What you have to do: Return, unchanged, each line of the data below that contains the string "Example".

Available records:
▶

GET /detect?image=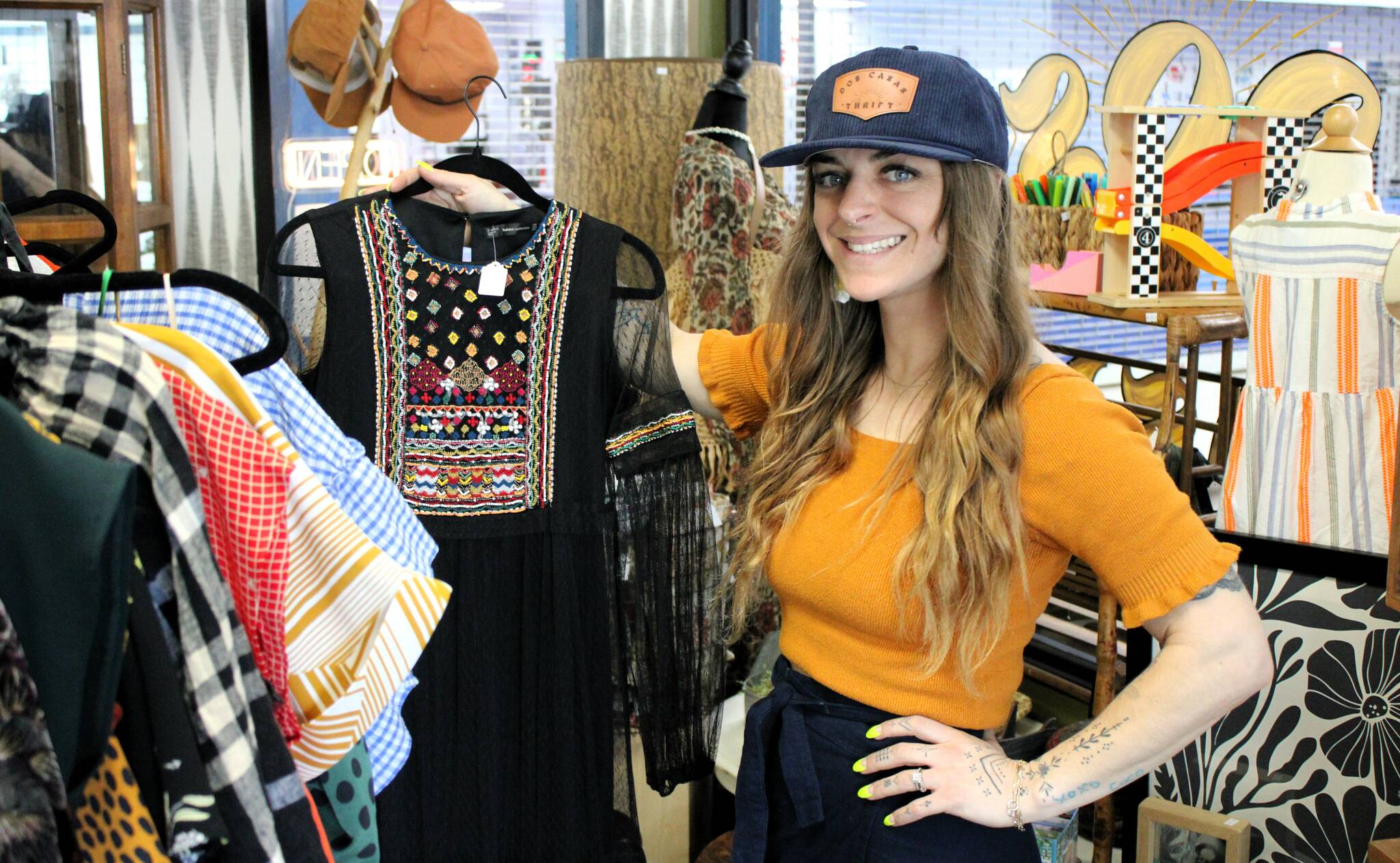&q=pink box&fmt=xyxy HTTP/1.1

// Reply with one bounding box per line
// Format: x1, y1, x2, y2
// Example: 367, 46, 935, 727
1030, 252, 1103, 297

◀
▶

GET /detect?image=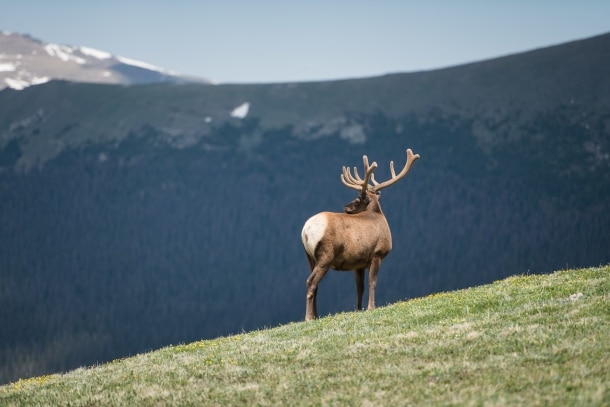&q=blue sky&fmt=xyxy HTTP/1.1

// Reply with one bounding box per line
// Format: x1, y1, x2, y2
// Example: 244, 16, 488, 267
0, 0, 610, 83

◀

Task answer:
// Example: 367, 46, 935, 727
// Example: 244, 16, 488, 267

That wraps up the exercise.